-- INSTRUCTION --
Write the material out again exactly as it stands.

-- MATERIAL SHOWN --
---+---
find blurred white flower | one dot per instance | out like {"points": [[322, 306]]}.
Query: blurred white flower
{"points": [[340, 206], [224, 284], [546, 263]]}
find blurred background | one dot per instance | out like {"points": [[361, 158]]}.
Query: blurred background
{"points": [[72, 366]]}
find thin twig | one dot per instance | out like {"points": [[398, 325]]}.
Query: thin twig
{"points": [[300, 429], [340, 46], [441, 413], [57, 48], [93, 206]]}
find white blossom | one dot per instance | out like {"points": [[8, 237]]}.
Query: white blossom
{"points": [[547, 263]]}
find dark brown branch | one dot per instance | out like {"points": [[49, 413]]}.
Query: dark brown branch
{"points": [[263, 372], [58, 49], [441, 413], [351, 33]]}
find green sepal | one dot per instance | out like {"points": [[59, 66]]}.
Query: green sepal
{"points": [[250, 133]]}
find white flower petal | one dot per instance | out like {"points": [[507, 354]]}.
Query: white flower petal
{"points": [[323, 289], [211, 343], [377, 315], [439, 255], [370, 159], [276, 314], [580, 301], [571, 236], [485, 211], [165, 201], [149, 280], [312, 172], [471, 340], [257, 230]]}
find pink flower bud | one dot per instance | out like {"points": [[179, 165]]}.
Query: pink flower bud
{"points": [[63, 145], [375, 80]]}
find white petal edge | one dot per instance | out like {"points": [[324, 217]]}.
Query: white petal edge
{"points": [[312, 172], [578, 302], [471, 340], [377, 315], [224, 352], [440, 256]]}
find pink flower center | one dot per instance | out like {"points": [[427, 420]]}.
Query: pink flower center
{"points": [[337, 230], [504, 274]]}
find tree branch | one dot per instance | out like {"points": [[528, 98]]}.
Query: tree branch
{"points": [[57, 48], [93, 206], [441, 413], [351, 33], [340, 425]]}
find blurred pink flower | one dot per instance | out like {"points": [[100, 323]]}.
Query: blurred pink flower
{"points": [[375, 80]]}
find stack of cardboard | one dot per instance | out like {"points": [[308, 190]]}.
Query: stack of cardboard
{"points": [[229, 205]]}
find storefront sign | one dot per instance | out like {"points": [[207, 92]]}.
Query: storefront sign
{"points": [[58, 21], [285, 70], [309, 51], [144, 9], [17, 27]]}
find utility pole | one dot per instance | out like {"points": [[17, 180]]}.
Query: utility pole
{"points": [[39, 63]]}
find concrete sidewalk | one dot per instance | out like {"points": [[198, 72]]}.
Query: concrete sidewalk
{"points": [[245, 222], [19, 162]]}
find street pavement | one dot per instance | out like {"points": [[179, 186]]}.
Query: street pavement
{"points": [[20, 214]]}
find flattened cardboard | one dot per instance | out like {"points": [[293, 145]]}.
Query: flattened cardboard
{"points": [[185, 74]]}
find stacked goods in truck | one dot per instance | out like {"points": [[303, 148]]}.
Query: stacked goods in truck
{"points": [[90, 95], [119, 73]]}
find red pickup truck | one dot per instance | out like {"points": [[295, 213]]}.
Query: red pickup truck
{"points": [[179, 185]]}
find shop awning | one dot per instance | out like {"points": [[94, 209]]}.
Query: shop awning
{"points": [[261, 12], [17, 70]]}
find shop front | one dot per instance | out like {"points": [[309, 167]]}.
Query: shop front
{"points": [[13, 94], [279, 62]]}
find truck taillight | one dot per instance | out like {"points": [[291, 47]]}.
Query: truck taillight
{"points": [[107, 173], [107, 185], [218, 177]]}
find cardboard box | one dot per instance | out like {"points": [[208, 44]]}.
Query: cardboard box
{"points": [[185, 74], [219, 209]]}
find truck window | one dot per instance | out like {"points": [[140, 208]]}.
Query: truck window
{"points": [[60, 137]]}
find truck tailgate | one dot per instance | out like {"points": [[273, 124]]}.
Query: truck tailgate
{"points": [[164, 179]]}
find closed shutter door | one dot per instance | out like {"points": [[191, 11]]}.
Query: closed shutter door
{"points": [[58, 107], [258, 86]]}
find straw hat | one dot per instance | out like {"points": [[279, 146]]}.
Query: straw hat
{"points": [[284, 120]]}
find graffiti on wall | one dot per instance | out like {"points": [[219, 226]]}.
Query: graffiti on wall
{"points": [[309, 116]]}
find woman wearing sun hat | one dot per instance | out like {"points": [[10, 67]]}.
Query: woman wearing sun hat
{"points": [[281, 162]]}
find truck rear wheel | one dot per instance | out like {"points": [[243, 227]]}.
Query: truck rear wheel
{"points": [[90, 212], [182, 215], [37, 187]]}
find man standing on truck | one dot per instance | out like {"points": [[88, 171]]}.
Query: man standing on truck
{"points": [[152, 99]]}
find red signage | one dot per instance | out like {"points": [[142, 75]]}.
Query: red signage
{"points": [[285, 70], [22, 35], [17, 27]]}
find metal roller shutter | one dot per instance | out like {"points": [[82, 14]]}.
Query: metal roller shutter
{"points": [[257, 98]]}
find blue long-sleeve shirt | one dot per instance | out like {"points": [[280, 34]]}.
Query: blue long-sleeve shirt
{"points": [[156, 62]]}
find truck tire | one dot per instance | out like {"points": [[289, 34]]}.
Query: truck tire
---+---
-- FULL ANSWER --
find blurred white flower | one dot per instance | out like {"points": [[322, 306]]}.
Query: blurred white flower
{"points": [[340, 206], [224, 284], [546, 263]]}
find blurred background | one dot per instance | out like {"points": [[361, 158]]}.
Query: blurred background
{"points": [[72, 366]]}
find thin twig | one dot per instance | out like {"points": [[398, 325]]}.
Query: thin twig
{"points": [[300, 429], [340, 46], [441, 413], [57, 48], [93, 206]]}
find white blossom | one dot per instance | out like {"points": [[8, 237]]}.
Query: white blossom
{"points": [[547, 263]]}
find dark brown branch | one dot per instance | out like {"points": [[49, 413]]}.
Query: dark brown branch
{"points": [[263, 372], [58, 49], [441, 413], [351, 33]]}
find green sepal | one dot per instance | out like {"points": [[59, 66]]}.
Query: green sepal
{"points": [[250, 133]]}
find white flower petal | one dot per instance | out like {"points": [[507, 354]]}.
Query: white flower petal
{"points": [[323, 289], [211, 343], [377, 315], [439, 255], [370, 159], [276, 314], [580, 301], [571, 236], [485, 211], [165, 201], [149, 280], [312, 172], [471, 340], [257, 230]]}
find pink flower bud | one dot per instance | out like {"points": [[179, 165]]}.
Query: pink flower bud
{"points": [[63, 145], [375, 80]]}
find white petal edge | one dot per instance | out like {"points": [[324, 217]]}.
Query: white petal edge
{"points": [[312, 172], [578, 302], [471, 340], [377, 315], [224, 352], [440, 256]]}
find pink flower center | one dot per instance | out like {"points": [[427, 420]]}.
Query: pink flower center
{"points": [[337, 230], [504, 274]]}
find tree branch | one dot per instance | out like {"points": [[528, 98]]}.
Query: tree branch
{"points": [[57, 48], [93, 206], [441, 413], [351, 33], [340, 425]]}
find blurred pink flower | one dot per instance | out like {"points": [[100, 323]]}.
Query: blurred pink flower
{"points": [[375, 80]]}
find stack of cardboard | one dot per instance | out like {"points": [[308, 190]]}.
Query: stack of cardboard
{"points": [[229, 205]]}
find storefront sign | one dot per instance | out like {"points": [[207, 92]]}.
Query: storefront sign
{"points": [[58, 21], [285, 70], [309, 51], [144, 9], [17, 27]]}
find utility pole | one dot per instance | out like {"points": [[17, 180]]}.
Query: utility pole
{"points": [[39, 63]]}
find concrete sidewalk | one dot per instance | out like {"points": [[198, 72]]}.
Query: concrete sidewalk
{"points": [[245, 222], [19, 162]]}
find street pavement | one dot per instance | out like {"points": [[179, 186]]}.
Query: street pavement
{"points": [[20, 214]]}
find flattened cardboard | one dot per instance | out like {"points": [[293, 145]]}.
Query: flattened cardboard
{"points": [[185, 74]]}
find stacked goods in truck | one dot per instance | out like {"points": [[303, 148]]}.
Query: stacked goods in truck
{"points": [[90, 95], [119, 73]]}
find red pickup truck | one dot per instance | out like {"points": [[295, 213]]}.
Query: red pickup truck
{"points": [[179, 185]]}
find shop awning | one dot per instance | out like {"points": [[94, 209]]}.
Query: shop awning
{"points": [[261, 12], [17, 70]]}
find shop front | one dot per instance | out like {"points": [[309, 167]]}.
Query: shop front
{"points": [[13, 94], [279, 62]]}
find truck taillight | one dot per instance | out like {"points": [[291, 47]]}.
Query: truck taillight
{"points": [[107, 173], [107, 185], [218, 177]]}
find cardboard box | one dot per instance | out like {"points": [[208, 44]]}.
Query: cardboard box
{"points": [[185, 74], [219, 209]]}
find truck window | one dot per instance | out like {"points": [[140, 208]]}.
Query: truck window
{"points": [[60, 137]]}
find truck tailgate | one dot per instance | out like {"points": [[273, 124]]}.
Query: truck tailgate
{"points": [[164, 179]]}
find closed shutter door | one dot per instance | out like {"points": [[191, 11]]}.
Query: closed shutter door
{"points": [[58, 107], [258, 86]]}
find straw hat | one dot per instance | out like {"points": [[279, 146]]}.
Query: straw hat
{"points": [[284, 120]]}
find graffiti on wall | one dot per instance | out like {"points": [[219, 226]]}.
Query: graffiti on wall
{"points": [[309, 116]]}
find woman wearing sun hat | one dot per instance | out like {"points": [[10, 67]]}.
Query: woman wearing sun hat
{"points": [[281, 162]]}
find truck rear wheel | one dot per instance | out like {"points": [[243, 227]]}.
Query: truck rear wheel
{"points": [[90, 212], [182, 215], [37, 187]]}
find man standing on truck | one dot per instance | out like {"points": [[88, 171]]}.
Query: man standing on truck
{"points": [[152, 99]]}
find red signage | one dot per instance | out like {"points": [[142, 75]]}.
Query: red signage
{"points": [[285, 70], [22, 35], [17, 27]]}
find metal roller shutter | one dot per instance | out like {"points": [[82, 14]]}.
Query: metal roller shutter
{"points": [[257, 98]]}
find blue long-sleeve shirt | one dot per instance | out like {"points": [[280, 34]]}.
Query: blue long-sleeve shirt
{"points": [[156, 62]]}
find truck tire | one dot per instance | out like {"points": [[289, 34]]}.
Query: truck tire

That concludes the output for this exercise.